Reproduce every record below exactly as written, leaving out any pictures.

*** Exercise inputs

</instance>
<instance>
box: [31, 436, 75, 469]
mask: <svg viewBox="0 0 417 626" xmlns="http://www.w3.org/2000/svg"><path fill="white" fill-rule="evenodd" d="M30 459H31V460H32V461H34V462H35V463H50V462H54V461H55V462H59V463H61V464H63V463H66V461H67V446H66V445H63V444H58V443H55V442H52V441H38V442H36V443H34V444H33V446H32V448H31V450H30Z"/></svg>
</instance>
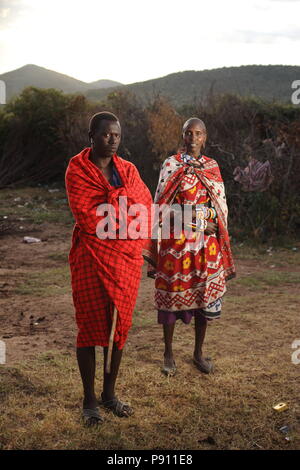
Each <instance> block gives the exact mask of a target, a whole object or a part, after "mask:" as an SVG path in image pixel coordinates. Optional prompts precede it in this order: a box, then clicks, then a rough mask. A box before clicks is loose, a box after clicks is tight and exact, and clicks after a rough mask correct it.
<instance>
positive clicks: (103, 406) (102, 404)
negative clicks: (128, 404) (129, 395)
mask: <svg viewBox="0 0 300 470" xmlns="http://www.w3.org/2000/svg"><path fill="white" fill-rule="evenodd" d="M99 404H100V405H102V406H103V407H104V408H107V409H108V410H110V411H112V412H113V413H114V414H115V415H116V416H118V417H119V418H128V417H129V416H131V415H133V413H134V411H133V409H132V408H131V406H129V405H128V403H124V402H122V401H121V400H119V399H118V398H113V399H112V400H107V401H105V400H103V393H101V400H100V401H99Z"/></svg>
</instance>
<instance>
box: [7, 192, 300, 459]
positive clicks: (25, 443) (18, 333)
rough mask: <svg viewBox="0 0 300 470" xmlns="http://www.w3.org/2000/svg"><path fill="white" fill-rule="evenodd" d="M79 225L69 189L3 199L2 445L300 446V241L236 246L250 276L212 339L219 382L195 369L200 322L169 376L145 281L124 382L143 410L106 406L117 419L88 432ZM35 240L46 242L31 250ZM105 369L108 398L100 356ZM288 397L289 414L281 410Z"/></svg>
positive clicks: (209, 332) (212, 357)
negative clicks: (82, 382)
mask: <svg viewBox="0 0 300 470" xmlns="http://www.w3.org/2000/svg"><path fill="white" fill-rule="evenodd" d="M50 189H51V188H50ZM18 198H21V199H20V200H19V199H18ZM15 199H17V201H15ZM26 202H28V204H27V205H26ZM29 204H30V208H29V207H28V206H29ZM19 205H20V206H23V207H18V206H19ZM23 209H24V210H23ZM4 217H5V218H4ZM20 218H21V219H23V220H19V219H20ZM71 220H72V219H71V217H70V214H69V211H68V209H67V206H66V200H65V194H64V192H63V191H62V190H59V191H56V192H49V188H27V189H26V190H21V189H20V190H2V191H1V192H0V228H1V227H2V235H1V237H0V260H1V261H0V339H2V340H3V341H5V342H6V346H7V363H6V364H5V365H0V449H3V450H6V449H214V450H217V449H255V450H257V449H282V450H284V449H299V448H300V405H299V372H300V364H299V365H295V364H293V363H292V361H291V355H292V353H293V349H292V347H291V346H292V342H293V341H294V340H295V339H300V331H299V324H300V319H299V307H300V296H299V294H300V287H299V281H300V245H299V244H295V243H293V244H291V246H288V247H286V248H282V249H279V248H276V249H275V248H273V249H271V248H270V247H269V246H259V247H252V248H250V247H247V246H246V245H244V246H235V247H234V253H235V260H236V264H237V269H238V277H237V278H236V279H235V280H232V281H230V283H229V284H228V294H227V295H226V298H225V302H224V310H223V314H222V318H221V319H220V320H219V321H217V322H216V323H214V324H210V325H209V327H208V331H207V337H206V341H205V353H206V354H207V355H209V356H211V357H212V358H213V360H214V362H215V373H214V374H212V375H210V376H206V375H203V374H201V373H199V372H198V371H197V369H196V368H195V367H194V366H193V363H192V352H193V326H192V325H189V326H186V325H183V324H182V323H181V324H178V325H177V327H176V330H175V337H174V352H175V355H176V363H177V367H178V374H177V375H176V376H175V377H172V378H166V377H164V376H163V375H162V374H161V371H160V368H161V365H162V354H163V343H162V332H161V329H160V327H159V326H158V325H157V324H156V314H155V311H154V309H153V306H152V295H153V281H152V280H150V279H147V277H146V275H145V273H144V274H143V279H142V283H141V288H140V291H139V297H138V301H137V305H136V310H135V314H134V320H133V327H132V329H131V332H130V335H129V338H128V342H127V345H126V348H125V351H124V359H123V362H122V365H121V371H120V375H119V379H118V383H117V394H118V396H119V397H120V398H122V399H125V400H126V401H128V402H129V403H131V405H132V406H133V407H134V409H135V414H134V416H133V417H131V418H129V419H119V418H117V417H115V416H113V415H112V414H110V413H108V412H106V411H105V410H103V416H104V417H105V423H104V424H103V425H102V426H100V427H98V428H85V427H84V426H83V425H82V421H81V401H82V388H81V382H80V378H79V373H78V370H77V363H76V360H75V354H74V352H75V349H74V343H75V337H76V328H75V325H74V312H73V306H72V297H71V290H70V277H69V270H68V265H67V254H68V250H69V247H70V237H71V233H72V224H71ZM20 227H22V228H20ZM24 235H31V236H37V237H39V238H41V239H42V240H43V241H42V242H41V243H38V244H35V245H26V244H24V243H22V238H23V236H24ZM97 361H98V368H97V370H98V374H97V391H98V393H99V395H100V392H101V384H102V382H101V376H102V366H103V361H102V352H101V349H100V348H97ZM282 401H283V402H286V403H287V404H288V409H287V410H286V411H283V412H281V413H278V412H276V411H274V410H273V408H272V406H273V405H275V404H276V403H279V402H282ZM284 425H287V426H289V429H290V432H289V433H288V435H285V434H283V433H282V432H280V430H279V429H280V428H281V427H282V426H284ZM286 437H287V438H288V439H286Z"/></svg>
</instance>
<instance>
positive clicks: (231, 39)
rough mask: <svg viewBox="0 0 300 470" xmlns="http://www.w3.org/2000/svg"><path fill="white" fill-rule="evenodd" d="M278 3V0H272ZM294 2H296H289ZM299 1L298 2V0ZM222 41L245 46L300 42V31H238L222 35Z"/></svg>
mask: <svg viewBox="0 0 300 470" xmlns="http://www.w3.org/2000/svg"><path fill="white" fill-rule="evenodd" d="M272 1H278V0H272ZM289 1H294V0H289ZM297 1H298V0H297ZM221 36H222V40H223V41H224V40H225V41H227V42H234V43H245V44H274V43H278V42H281V41H282V40H290V41H300V29H299V28H296V27H295V28H292V29H286V30H281V31H270V32H265V31H251V30H243V31H240V30H236V31H233V32H231V33H223V34H221Z"/></svg>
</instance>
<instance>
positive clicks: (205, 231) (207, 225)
mask: <svg viewBox="0 0 300 470" xmlns="http://www.w3.org/2000/svg"><path fill="white" fill-rule="evenodd" d="M217 230H218V225H217V224H216V223H215V222H207V227H206V229H205V230H204V233H205V235H215V234H216V233H217Z"/></svg>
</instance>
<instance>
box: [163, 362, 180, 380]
mask: <svg viewBox="0 0 300 470" xmlns="http://www.w3.org/2000/svg"><path fill="white" fill-rule="evenodd" d="M161 371H162V373H163V374H165V375H166V376H167V377H174V375H175V374H176V372H177V367H176V363H175V361H173V365H172V367H170V366H166V365H165V364H164V366H163V368H162V369H161Z"/></svg>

******

__Reply to the task__
</instance>
<instance>
box: [31, 436, 75, 469]
mask: <svg viewBox="0 0 417 626" xmlns="http://www.w3.org/2000/svg"><path fill="white" fill-rule="evenodd" d="M30 459H31V460H32V461H34V462H35V463H50V462H54V461H55V462H59V463H61V464H63V463H66V461H67V446H66V445H63V444H58V443H55V442H52V441H38V442H36V443H34V444H33V446H32V448H31V450H30Z"/></svg>
</instance>
Each <instance> block gives the exact mask of a target, a whole object or a part, after "mask:" as an SVG path in image pixel coordinates. Optional prompts precede it in this order: a box, then clicks, then a rough mask. A box before clicks is loose, a box after clicks is tight and exact, and clicks after a rough mask correct it.
<instance>
positive clicks: (103, 406) (102, 404)
negative clicks: (128, 404) (129, 395)
mask: <svg viewBox="0 0 300 470" xmlns="http://www.w3.org/2000/svg"><path fill="white" fill-rule="evenodd" d="M99 404H100V405H102V406H103V407H104V408H107V409H108V410H110V411H112V412H113V413H114V414H115V415H116V416H118V417H119V418H128V417H129V416H131V415H133V413H134V411H133V409H132V408H131V406H129V405H128V403H124V402H122V401H121V400H119V399H118V398H113V399H112V400H107V401H105V400H103V393H101V400H100V401H99Z"/></svg>
</instance>
<instance>
box: [7, 192, 300, 459]
positive clicks: (25, 443) (18, 333)
rough mask: <svg viewBox="0 0 300 470" xmlns="http://www.w3.org/2000/svg"><path fill="white" fill-rule="evenodd" d="M79 225L69 189L3 199L2 445L300 446V241L236 246L250 276L212 339L219 382L195 369L200 322L169 376L145 281L124 382L143 410L106 406L117 419L88 432ZM35 240L46 242L31 250ZM105 369L108 398L100 356ZM288 397L289 414L281 410Z"/></svg>
positive clicks: (209, 332) (212, 357)
negative clicks: (82, 382)
mask: <svg viewBox="0 0 300 470" xmlns="http://www.w3.org/2000/svg"><path fill="white" fill-rule="evenodd" d="M50 189H51V188H50ZM18 198H21V199H20V200H19V199H18ZM15 199H17V201H15ZM26 202H28V204H27V205H26ZM29 204H30V208H29V207H28V206H29ZM19 205H20V206H23V207H18V206H19ZM23 209H24V210H23ZM4 217H5V218H4ZM20 218H21V219H23V220H19V219H20ZM71 220H72V219H71V217H70V214H69V211H68V209H67V206H66V200H65V194H64V192H63V191H62V190H59V191H56V192H49V188H27V189H26V190H21V189H20V190H2V191H1V192H0V228H1V227H2V235H1V237H0V260H1V261H0V339H2V340H3V341H5V342H6V346H7V363H6V364H5V365H0V449H3V450H6V449H214V450H217V449H255V450H257V449H282V450H284V449H299V448H300V405H299V372H300V364H299V365H295V364H293V363H292V361H291V355H292V353H293V349H292V347H291V346H292V342H293V341H294V340H295V339H300V331H299V324H300V319H299V307H300V296H299V294H300V287H299V281H300V245H299V244H295V243H293V244H291V246H288V247H286V248H282V249H279V248H276V249H275V248H273V249H271V248H270V247H269V246H259V247H252V248H250V247H247V246H246V245H244V246H235V247H234V253H235V260H236V264H237V269H238V277H237V278H236V279H235V280H232V281H230V283H229V284H228V294H227V295H226V298H225V302H224V310H223V314H222V318H221V319H220V320H219V321H217V322H216V323H214V324H210V325H209V327H208V331H207V337H206V341H205V353H206V354H207V355H209V356H211V357H212V358H213V360H214V362H215V373H214V374H212V375H210V376H206V375H203V374H201V373H199V372H198V371H197V369H196V368H195V367H194V366H193V363H192V352H193V326H192V325H189V326H186V325H183V324H182V323H181V324H178V325H177V327H176V330H175V337H174V352H175V355H176V363H177V367H178V374H177V375H176V376H175V377H172V378H166V377H164V376H163V375H162V374H161V371H160V368H161V365H162V354H163V343H162V332H161V329H160V327H159V326H158V325H157V324H156V314H155V311H154V309H153V306H152V295H153V281H152V280H150V279H147V277H146V275H145V273H144V274H143V279H142V283H141V288H140V291H139V297H138V301H137V305H136V310H135V314H134V320H133V327H132V329H131V332H130V335H129V338H128V342H127V345H126V348H125V351H124V359H123V362H122V365H121V371H120V375H119V379H118V383H117V394H118V396H119V397H120V398H122V399H125V400H126V401H128V402H129V403H131V405H132V406H133V407H134V409H135V414H134V416H133V417H131V418H129V419H119V418H117V417H115V416H113V415H112V414H110V413H108V412H106V411H105V410H103V416H104V417H105V423H104V424H103V425H102V426H100V427H98V428H85V427H84V426H83V425H82V421H81V401H82V388H81V382H80V378H79V373H78V370H77V363H76V360H75V354H74V352H75V349H74V343H75V337H76V328H75V325H74V312H73V306H72V297H71V290H70V277H69V270H68V265H67V254H68V250H69V247H70V237H71V233H72V224H71ZM20 227H22V228H20ZM24 235H31V236H37V237H39V238H41V239H42V240H43V241H42V242H41V243H38V244H35V245H26V244H24V243H22V238H23V236H24ZM97 361H98V368H97V370H98V374H97V391H98V393H99V395H100V392H101V384H102V382H101V376H102V366H103V361H102V352H101V349H100V348H97ZM282 401H283V402H286V403H287V404H288V409H287V410H286V411H283V412H281V413H278V412H276V411H274V410H273V408H272V406H273V405H275V404H276V403H279V402H282ZM284 425H287V426H289V429H290V432H289V433H288V435H285V434H283V433H282V432H280V430H279V429H280V428H281V427H282V426H284ZM286 437H287V438H288V439H286Z"/></svg>
</instance>
<instance>
positive clicks: (231, 39)
rough mask: <svg viewBox="0 0 300 470" xmlns="http://www.w3.org/2000/svg"><path fill="white" fill-rule="evenodd" d="M278 3V0H272ZM294 2H296H289ZM299 1L298 2V0ZM222 41L245 46L300 42V31H238L222 35Z"/></svg>
mask: <svg viewBox="0 0 300 470" xmlns="http://www.w3.org/2000/svg"><path fill="white" fill-rule="evenodd" d="M272 1H278V0H272ZM289 1H294V0H289ZM297 1H298V0H297ZM221 36H222V40H223V41H224V40H225V41H227V42H234V43H245V44H274V43H278V42H281V41H282V40H290V41H300V29H299V28H296V27H295V28H292V29H286V30H281V31H270V32H265V31H251V30H243V31H240V30H236V31H233V32H231V33H223V34H221Z"/></svg>
</instance>
<instance>
positive clicks: (205, 231) (207, 225)
mask: <svg viewBox="0 0 300 470" xmlns="http://www.w3.org/2000/svg"><path fill="white" fill-rule="evenodd" d="M217 230H218V225H217V224H216V223H215V222H207V227H206V229H205V230H204V233H205V235H215V234H216V233H217Z"/></svg>
</instance>
<instance>
box: [163, 362, 180, 380]
mask: <svg viewBox="0 0 300 470" xmlns="http://www.w3.org/2000/svg"><path fill="white" fill-rule="evenodd" d="M161 371H162V373H163V374H165V375H166V376H167V377H174V375H175V374H176V372H177V367H176V363H175V361H173V365H172V367H170V366H166V365H165V364H164V366H163V368H162V369H161Z"/></svg>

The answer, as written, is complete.